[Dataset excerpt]
((

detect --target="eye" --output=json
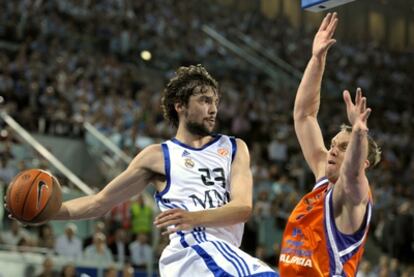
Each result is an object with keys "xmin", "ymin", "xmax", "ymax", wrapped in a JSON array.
[{"xmin": 339, "ymin": 143, "xmax": 348, "ymax": 152}]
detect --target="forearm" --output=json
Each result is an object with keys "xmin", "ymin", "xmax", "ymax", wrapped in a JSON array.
[
  {"xmin": 54, "ymin": 195, "xmax": 106, "ymax": 220},
  {"xmin": 341, "ymin": 128, "xmax": 368, "ymax": 201},
  {"xmin": 194, "ymin": 202, "xmax": 252, "ymax": 227},
  {"xmin": 293, "ymin": 56, "xmax": 326, "ymax": 119}
]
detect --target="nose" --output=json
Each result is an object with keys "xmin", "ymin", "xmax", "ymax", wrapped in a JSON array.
[
  {"xmin": 329, "ymin": 147, "xmax": 338, "ymax": 157},
  {"xmin": 208, "ymin": 104, "xmax": 217, "ymax": 115}
]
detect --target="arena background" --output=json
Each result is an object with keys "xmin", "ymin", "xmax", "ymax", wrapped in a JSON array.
[{"xmin": 0, "ymin": 0, "xmax": 414, "ymax": 276}]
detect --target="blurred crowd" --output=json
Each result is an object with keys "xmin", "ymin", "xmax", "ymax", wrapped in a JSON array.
[
  {"xmin": 0, "ymin": 193, "xmax": 155, "ymax": 277},
  {"xmin": 0, "ymin": 0, "xmax": 414, "ymax": 276}
]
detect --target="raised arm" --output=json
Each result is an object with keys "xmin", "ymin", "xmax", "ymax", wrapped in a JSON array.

))

Exercise aim
Pull out every line of the items above word for word, leaving the pictures out of your answer.

Correct output
detect --target="eye" --output=json
Each result is an object with keys "xmin", "ymin", "xmax", "ymax", wrapped in a JSON array.
[{"xmin": 339, "ymin": 143, "xmax": 348, "ymax": 152}]
detect --target="forearm" --output=json
Each result is an object with keys "xmin", "ymin", "xmax", "ymax", wrapped in a JSON array.
[
  {"xmin": 54, "ymin": 195, "xmax": 106, "ymax": 220},
  {"xmin": 341, "ymin": 128, "xmax": 368, "ymax": 201},
  {"xmin": 194, "ymin": 202, "xmax": 252, "ymax": 227},
  {"xmin": 293, "ymin": 56, "xmax": 326, "ymax": 119}
]
detect --target="nose" --output=json
Each result is an object with keys "xmin", "ymin", "xmax", "ymax", wrapped in a JSON array.
[
  {"xmin": 329, "ymin": 147, "xmax": 338, "ymax": 157},
  {"xmin": 208, "ymin": 104, "xmax": 217, "ymax": 115}
]
detect --target="arena background" --output=json
Each result is an object with keys "xmin", "ymin", "xmax", "ymax", wrapped in a JSON array.
[{"xmin": 0, "ymin": 0, "xmax": 414, "ymax": 276}]
detect --target="blurred crowd" --output=json
Each result is an object with keys "xmin", "ymin", "xmax", "ymax", wrapped in a JSON array.
[
  {"xmin": 0, "ymin": 193, "xmax": 155, "ymax": 277},
  {"xmin": 0, "ymin": 0, "xmax": 414, "ymax": 276}
]
detect --target="raised arm" --output=json
Each result is an object with keys "xmin", "ymin", "xmax", "ymax", wrapped in a JSON array.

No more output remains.